** What is needed **
Every line in the entries where "member" is found should be copied.

(Natural-language object grounding data)
=== Section Start ===
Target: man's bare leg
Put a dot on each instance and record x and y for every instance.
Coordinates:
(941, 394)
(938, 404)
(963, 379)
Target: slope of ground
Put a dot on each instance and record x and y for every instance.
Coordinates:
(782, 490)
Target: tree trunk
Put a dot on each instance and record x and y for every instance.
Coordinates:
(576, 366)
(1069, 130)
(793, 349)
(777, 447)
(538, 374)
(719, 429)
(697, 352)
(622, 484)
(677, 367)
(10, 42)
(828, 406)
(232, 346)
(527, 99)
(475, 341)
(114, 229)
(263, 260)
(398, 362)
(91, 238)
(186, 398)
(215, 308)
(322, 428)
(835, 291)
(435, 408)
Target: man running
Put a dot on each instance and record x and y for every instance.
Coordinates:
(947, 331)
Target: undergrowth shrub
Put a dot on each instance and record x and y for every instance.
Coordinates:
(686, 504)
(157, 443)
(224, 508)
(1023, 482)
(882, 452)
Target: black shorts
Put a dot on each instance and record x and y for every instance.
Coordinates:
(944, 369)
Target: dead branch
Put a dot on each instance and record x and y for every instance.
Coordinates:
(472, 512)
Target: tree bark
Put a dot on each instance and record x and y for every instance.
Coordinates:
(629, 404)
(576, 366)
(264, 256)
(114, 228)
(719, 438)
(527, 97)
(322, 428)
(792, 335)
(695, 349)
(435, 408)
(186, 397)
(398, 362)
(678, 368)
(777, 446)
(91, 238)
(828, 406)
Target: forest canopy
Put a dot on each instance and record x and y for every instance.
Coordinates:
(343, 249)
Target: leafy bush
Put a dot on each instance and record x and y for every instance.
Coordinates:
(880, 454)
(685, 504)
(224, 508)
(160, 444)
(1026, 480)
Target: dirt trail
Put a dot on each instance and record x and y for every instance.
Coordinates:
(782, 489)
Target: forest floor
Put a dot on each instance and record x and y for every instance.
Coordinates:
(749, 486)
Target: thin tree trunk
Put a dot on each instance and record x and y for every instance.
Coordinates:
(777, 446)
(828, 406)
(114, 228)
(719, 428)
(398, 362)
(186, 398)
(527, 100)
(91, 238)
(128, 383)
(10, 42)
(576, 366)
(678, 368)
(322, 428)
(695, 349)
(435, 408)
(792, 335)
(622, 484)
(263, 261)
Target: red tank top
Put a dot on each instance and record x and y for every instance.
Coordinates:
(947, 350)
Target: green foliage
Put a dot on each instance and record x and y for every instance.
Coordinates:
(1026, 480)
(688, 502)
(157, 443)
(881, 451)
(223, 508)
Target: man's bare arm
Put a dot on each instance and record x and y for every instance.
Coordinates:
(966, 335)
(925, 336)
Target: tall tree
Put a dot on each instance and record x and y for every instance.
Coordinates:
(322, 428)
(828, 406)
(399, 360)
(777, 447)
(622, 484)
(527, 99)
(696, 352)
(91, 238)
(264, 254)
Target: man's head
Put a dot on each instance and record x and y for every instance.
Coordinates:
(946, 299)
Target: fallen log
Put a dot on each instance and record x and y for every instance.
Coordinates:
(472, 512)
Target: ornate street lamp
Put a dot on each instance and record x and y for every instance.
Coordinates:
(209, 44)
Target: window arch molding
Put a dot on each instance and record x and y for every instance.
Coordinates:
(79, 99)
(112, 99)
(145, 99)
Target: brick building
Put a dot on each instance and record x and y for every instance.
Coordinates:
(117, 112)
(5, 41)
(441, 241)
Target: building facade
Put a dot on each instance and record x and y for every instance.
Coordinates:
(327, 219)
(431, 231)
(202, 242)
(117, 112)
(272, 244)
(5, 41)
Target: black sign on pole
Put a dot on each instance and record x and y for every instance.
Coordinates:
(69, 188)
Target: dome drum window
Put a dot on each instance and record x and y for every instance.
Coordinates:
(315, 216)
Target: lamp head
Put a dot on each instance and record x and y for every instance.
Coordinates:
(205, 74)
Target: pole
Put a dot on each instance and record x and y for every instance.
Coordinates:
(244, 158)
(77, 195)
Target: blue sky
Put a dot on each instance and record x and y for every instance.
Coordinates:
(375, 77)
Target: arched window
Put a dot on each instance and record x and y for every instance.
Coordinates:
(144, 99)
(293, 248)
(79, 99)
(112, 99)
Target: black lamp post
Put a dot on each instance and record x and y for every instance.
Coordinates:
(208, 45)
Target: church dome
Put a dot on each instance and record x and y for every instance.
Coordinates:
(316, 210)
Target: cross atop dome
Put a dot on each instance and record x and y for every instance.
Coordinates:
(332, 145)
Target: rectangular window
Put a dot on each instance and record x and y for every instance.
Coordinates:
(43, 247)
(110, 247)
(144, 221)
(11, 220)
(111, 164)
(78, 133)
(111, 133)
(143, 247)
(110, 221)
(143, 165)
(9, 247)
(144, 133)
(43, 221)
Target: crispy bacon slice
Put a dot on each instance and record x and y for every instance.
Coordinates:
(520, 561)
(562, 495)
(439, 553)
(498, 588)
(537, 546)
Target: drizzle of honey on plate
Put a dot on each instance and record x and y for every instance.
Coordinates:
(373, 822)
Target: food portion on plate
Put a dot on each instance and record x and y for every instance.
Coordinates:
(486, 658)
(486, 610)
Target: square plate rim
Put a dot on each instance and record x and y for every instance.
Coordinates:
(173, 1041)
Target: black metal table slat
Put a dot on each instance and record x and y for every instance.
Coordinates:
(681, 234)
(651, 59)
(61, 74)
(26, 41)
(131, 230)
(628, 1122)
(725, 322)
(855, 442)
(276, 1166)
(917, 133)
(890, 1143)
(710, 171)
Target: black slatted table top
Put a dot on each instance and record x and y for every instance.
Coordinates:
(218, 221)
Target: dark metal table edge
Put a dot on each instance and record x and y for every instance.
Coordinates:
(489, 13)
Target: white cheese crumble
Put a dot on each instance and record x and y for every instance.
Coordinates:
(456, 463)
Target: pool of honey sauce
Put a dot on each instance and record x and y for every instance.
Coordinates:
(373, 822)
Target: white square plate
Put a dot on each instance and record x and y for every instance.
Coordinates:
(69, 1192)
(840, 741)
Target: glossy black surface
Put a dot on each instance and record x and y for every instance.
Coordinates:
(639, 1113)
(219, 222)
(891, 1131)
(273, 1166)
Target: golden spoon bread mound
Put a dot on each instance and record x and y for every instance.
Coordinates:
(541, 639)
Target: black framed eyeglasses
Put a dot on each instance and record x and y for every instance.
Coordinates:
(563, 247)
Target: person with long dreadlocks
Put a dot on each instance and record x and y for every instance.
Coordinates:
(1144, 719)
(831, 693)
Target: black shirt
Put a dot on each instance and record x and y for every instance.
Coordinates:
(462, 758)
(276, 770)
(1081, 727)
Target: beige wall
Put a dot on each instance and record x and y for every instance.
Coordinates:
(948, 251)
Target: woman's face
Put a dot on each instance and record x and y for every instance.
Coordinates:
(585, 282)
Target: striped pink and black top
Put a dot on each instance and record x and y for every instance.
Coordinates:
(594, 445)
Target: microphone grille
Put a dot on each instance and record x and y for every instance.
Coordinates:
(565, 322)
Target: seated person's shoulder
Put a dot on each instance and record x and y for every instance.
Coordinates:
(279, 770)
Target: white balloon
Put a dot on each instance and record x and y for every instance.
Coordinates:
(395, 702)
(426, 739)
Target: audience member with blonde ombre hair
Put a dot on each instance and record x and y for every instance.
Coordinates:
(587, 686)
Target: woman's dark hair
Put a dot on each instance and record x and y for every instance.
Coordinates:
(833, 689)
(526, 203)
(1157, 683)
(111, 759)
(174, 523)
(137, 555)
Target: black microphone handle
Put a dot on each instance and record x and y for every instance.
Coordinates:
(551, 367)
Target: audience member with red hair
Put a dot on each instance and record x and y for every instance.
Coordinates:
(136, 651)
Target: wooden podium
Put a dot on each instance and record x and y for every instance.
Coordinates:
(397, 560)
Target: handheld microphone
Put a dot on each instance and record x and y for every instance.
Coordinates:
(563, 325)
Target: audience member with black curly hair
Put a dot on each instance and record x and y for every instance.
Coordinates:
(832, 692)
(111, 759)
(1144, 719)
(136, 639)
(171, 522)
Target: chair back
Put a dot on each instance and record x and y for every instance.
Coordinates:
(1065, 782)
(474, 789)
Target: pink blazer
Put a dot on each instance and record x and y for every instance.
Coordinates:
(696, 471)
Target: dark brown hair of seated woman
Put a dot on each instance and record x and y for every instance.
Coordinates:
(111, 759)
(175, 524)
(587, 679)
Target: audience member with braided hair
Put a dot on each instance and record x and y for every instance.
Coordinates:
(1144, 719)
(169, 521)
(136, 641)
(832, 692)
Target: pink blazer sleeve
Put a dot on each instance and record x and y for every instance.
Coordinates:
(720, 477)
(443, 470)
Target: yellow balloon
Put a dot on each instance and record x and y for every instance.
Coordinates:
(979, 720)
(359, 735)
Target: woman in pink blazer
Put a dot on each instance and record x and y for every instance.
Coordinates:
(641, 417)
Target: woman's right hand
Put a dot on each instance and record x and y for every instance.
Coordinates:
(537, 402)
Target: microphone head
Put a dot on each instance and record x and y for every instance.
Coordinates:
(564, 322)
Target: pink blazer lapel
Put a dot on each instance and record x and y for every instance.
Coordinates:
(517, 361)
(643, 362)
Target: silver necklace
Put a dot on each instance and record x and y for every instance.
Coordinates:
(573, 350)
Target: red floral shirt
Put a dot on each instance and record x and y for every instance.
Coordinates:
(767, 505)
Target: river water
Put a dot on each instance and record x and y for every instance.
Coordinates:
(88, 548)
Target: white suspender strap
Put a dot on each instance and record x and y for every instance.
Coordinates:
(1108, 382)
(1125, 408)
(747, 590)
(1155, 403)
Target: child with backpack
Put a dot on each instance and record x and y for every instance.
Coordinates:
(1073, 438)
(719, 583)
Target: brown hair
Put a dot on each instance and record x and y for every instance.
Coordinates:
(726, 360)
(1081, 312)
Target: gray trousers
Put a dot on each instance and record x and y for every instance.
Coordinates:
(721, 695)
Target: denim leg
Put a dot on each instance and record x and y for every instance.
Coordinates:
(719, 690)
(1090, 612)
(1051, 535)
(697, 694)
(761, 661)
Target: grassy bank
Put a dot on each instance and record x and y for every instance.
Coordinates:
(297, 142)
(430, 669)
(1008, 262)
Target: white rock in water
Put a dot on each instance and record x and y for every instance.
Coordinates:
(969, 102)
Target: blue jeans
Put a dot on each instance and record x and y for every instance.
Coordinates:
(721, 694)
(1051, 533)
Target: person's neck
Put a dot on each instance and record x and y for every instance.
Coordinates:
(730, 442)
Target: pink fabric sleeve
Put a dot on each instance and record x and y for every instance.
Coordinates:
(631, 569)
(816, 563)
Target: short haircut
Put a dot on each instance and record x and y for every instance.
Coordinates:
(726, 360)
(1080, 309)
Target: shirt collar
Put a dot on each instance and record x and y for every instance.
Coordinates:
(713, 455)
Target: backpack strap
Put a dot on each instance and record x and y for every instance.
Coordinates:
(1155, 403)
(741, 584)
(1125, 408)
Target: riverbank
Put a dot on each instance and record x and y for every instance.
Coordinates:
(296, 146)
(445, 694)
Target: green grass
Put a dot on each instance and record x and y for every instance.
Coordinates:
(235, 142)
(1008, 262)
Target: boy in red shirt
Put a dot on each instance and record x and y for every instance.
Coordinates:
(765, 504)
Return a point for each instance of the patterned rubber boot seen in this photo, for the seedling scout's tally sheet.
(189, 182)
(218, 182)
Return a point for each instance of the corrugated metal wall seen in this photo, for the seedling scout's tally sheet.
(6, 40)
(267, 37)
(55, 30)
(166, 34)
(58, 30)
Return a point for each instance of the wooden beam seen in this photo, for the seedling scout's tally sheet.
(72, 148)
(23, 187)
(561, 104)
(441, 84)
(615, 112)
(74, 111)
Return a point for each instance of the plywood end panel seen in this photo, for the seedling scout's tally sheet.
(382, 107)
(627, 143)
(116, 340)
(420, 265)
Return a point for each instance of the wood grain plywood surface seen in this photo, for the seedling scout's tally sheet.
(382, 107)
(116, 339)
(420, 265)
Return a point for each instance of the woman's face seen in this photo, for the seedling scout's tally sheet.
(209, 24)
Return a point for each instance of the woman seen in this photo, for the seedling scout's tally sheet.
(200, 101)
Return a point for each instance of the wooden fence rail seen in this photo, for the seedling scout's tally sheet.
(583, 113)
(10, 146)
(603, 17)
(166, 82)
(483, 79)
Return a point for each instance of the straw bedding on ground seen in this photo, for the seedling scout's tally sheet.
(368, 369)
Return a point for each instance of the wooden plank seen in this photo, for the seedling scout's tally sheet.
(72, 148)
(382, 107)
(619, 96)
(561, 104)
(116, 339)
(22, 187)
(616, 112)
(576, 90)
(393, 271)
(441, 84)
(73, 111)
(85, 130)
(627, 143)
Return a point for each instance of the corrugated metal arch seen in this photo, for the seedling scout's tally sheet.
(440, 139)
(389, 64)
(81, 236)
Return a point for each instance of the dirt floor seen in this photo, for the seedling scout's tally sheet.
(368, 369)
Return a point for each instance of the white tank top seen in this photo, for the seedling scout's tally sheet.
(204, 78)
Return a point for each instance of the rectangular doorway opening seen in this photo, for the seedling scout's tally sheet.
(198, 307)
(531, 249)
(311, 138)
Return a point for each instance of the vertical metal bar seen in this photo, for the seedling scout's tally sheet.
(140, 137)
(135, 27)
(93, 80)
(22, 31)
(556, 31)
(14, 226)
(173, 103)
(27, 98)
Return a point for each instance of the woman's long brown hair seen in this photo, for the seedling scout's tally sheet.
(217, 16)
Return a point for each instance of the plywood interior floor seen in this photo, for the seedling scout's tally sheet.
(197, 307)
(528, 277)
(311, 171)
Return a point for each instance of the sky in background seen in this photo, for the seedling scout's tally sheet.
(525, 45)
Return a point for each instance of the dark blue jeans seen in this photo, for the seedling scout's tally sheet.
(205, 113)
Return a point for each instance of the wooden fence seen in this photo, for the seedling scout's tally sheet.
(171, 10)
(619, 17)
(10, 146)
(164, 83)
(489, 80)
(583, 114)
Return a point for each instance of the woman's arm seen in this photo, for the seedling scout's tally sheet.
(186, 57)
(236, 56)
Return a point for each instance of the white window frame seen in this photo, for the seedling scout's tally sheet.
=== Section End ===
** Response to the exercise **
Target: audience member with blonde ombre hair
Target: audience member with red hair
Target: audience member with black curly hair
Target: audience member with braided hair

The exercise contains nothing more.